* Instructions for the task
In the text on U.S. municipal waste, copy the passage from "In 2007, the" up to and including "12.7 percent respectively." word for word.

* Text for analysis

In the United States alone, the amount of municipal waste tripled between 1960 and 2002. It reached a peak of 369 million tons (335 million metric tons) in 2002. Experts say the increase was due partly to population growth, but mostly to the consumption and disposal practices of average American residents. According to a 2003 report by the Earth Engineering Center of Columbia University, each and every American generates approximately 1.21 tons (1.1 metric tons) of garbage each year.
In 2007, the last year for which there are data, the EPA calculated that Americans produced 254.1 million tons (230.5 million metric tons) of municipal solid waste (MSW). Between 55 and 65 percent of this MSW came from residential sources. The rest—between 35 and 45 percent—was produced by commercial and institutional locations such as schools, hospitals, and businesses. According to the EPA, containers and packaging made up the largest portion of MSW (31 percent), followed by nondurable goods (products that are consumed or used quickly, such as toilet paper—24.5 percent), durable goods (products that are made
to last more than three years, such as refrigerators—17.9 percent), yard trimmings (12.8 percent), and food scraps (12.5 percent). Paper and plastics led the list of materials discarded, at 32.7 percent and 12.7 percent respectively.
Of the 254.1 million tons (230.5 million metric tons) of waste, about 24.7 percent was recycled, about 8.6 percent was composted, and about another 12.6 percent was incinerated. A little more than half of the waste generated by Americans in 2007— about 53.9 percent (137 million tons or 124 million metric tons)— was buried in landfills. The EPA boasts that this percentage has decreased since 1980, when 89 percent of MSW was placed into landfills. Yet because the total quantity of garbage has increased over this period, the amount of waste landfilled in 2007 was still more than the amount buried in 1980.

Images for object localization
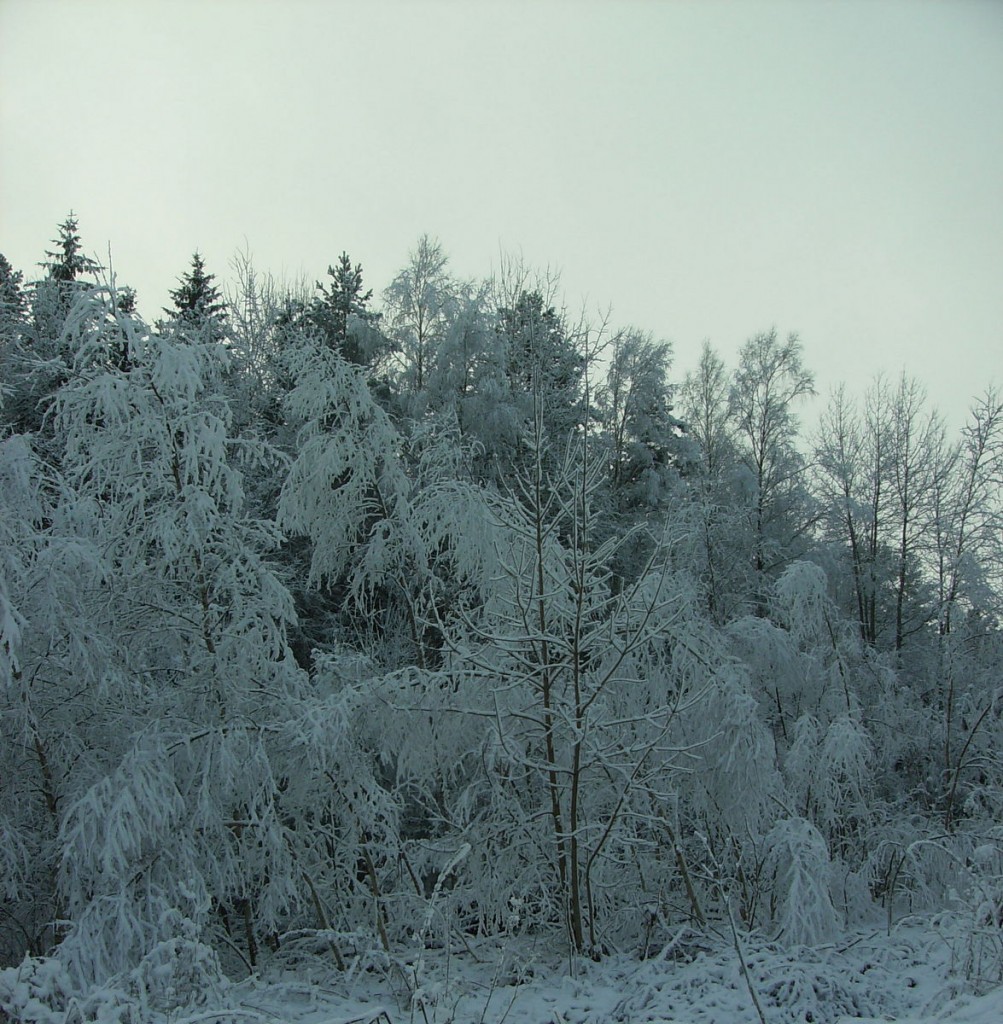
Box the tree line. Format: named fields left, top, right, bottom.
left=0, top=215, right=1003, bottom=999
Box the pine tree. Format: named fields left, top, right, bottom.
left=311, top=252, right=385, bottom=367
left=39, top=210, right=101, bottom=284
left=0, top=253, right=28, bottom=342
left=164, top=251, right=227, bottom=341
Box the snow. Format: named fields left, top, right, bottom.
left=0, top=923, right=1003, bottom=1024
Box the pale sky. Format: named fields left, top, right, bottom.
left=0, top=0, right=1003, bottom=424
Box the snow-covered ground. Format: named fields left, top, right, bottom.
left=0, top=926, right=1003, bottom=1024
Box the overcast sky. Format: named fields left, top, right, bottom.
left=0, top=0, right=1003, bottom=423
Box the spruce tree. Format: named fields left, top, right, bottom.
left=39, top=210, right=101, bottom=284
left=311, top=252, right=384, bottom=367
left=164, top=251, right=227, bottom=341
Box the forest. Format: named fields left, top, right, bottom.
left=0, top=214, right=1003, bottom=1020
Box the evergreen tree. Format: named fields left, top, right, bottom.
left=39, top=210, right=101, bottom=285
left=311, top=252, right=386, bottom=367
left=164, top=252, right=227, bottom=341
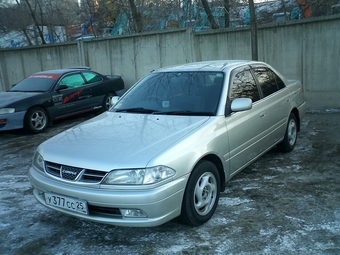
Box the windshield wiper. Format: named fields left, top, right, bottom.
left=153, top=110, right=214, bottom=116
left=116, top=107, right=155, bottom=113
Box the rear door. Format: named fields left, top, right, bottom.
left=253, top=66, right=291, bottom=145
left=53, top=72, right=92, bottom=119
left=226, top=67, right=268, bottom=176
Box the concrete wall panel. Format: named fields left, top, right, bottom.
left=0, top=14, right=340, bottom=109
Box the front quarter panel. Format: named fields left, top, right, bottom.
left=148, top=116, right=229, bottom=180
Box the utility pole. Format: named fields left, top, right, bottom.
left=249, top=0, right=258, bottom=60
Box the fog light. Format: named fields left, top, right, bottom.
left=120, top=209, right=147, bottom=218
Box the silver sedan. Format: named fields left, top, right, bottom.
left=29, top=60, right=306, bottom=227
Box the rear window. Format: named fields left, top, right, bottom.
left=9, top=74, right=59, bottom=92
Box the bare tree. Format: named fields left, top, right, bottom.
left=223, top=0, right=230, bottom=27
left=129, top=0, right=143, bottom=33
left=201, top=0, right=219, bottom=29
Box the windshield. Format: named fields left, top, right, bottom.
left=111, top=72, right=223, bottom=116
left=9, top=74, right=59, bottom=92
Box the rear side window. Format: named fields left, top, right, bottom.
left=254, top=67, right=285, bottom=97
left=230, top=70, right=260, bottom=102
left=83, top=72, right=102, bottom=83
left=59, top=73, right=85, bottom=88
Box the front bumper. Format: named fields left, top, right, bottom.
left=29, top=167, right=188, bottom=227
left=0, top=111, right=26, bottom=131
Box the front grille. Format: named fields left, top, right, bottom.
left=45, top=161, right=106, bottom=183
left=88, top=205, right=122, bottom=218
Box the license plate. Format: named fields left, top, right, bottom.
left=45, top=193, right=88, bottom=214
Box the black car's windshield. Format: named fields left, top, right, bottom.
left=111, top=71, right=223, bottom=116
left=9, top=75, right=58, bottom=92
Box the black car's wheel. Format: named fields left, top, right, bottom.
left=102, top=93, right=116, bottom=112
left=24, top=107, right=48, bottom=134
left=277, top=113, right=298, bottom=152
left=179, top=161, right=220, bottom=226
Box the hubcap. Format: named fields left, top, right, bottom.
left=31, top=111, right=46, bottom=130
left=194, top=173, right=217, bottom=216
left=288, top=120, right=297, bottom=146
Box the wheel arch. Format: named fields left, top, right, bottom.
left=23, top=104, right=53, bottom=125
left=196, top=154, right=226, bottom=192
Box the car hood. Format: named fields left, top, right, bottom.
left=38, top=112, right=209, bottom=171
left=0, top=92, right=41, bottom=108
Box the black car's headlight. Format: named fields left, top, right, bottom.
left=103, top=166, right=176, bottom=185
left=0, top=108, right=15, bottom=114
left=33, top=151, right=44, bottom=172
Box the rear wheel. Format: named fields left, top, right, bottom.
left=24, top=107, right=48, bottom=134
left=179, top=161, right=220, bottom=226
left=277, top=113, right=298, bottom=152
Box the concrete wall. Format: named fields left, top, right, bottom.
left=0, top=15, right=340, bottom=109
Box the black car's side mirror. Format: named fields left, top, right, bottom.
left=56, top=84, right=68, bottom=91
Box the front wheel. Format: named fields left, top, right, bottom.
left=277, top=113, right=298, bottom=152
left=24, top=107, right=48, bottom=134
left=102, top=93, right=116, bottom=112
left=179, top=161, right=220, bottom=226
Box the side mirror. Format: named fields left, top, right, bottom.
left=56, top=84, right=68, bottom=91
left=111, top=96, right=119, bottom=106
left=231, top=98, right=253, bottom=112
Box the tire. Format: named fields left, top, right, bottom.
left=179, top=161, right=220, bottom=226
left=277, top=113, right=298, bottom=152
left=102, top=93, right=116, bottom=112
left=24, top=107, right=48, bottom=134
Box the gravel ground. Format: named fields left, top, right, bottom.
left=0, top=110, right=340, bottom=255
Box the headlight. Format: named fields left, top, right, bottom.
left=103, top=166, right=176, bottom=185
left=33, top=152, right=44, bottom=172
left=0, top=108, right=15, bottom=114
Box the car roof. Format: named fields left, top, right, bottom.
left=35, top=66, right=91, bottom=74
left=154, top=60, right=262, bottom=72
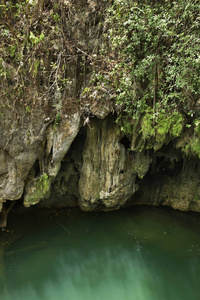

* Result of this task
In 2007, the last year for which there are data, the EPA calculated that Americans produced 254.1 million tons (230.5 million metric tons) of municipal solid waste (MSW). Between 55 and 65 percent of this MSW came from residential sources. The rest—between 35 and 45 percent—was produced by commercial and institutional locations such as schools, hospitals, and businesses. According to the EPA, containers and packaging made up the largest portion of MSW (31 percent), followed by nondurable goods (products that are consumed or used quickly, such as toilet paper—24.5 percent), durable goods (products that are made
to last more than three years, such as refrigerators—17.9 percent), yard trimmings (12.8 percent), and food scraps (12.5 percent). Paper and plastics led the list of materials discarded, at 32.7 percent and 12.7 percent respectively.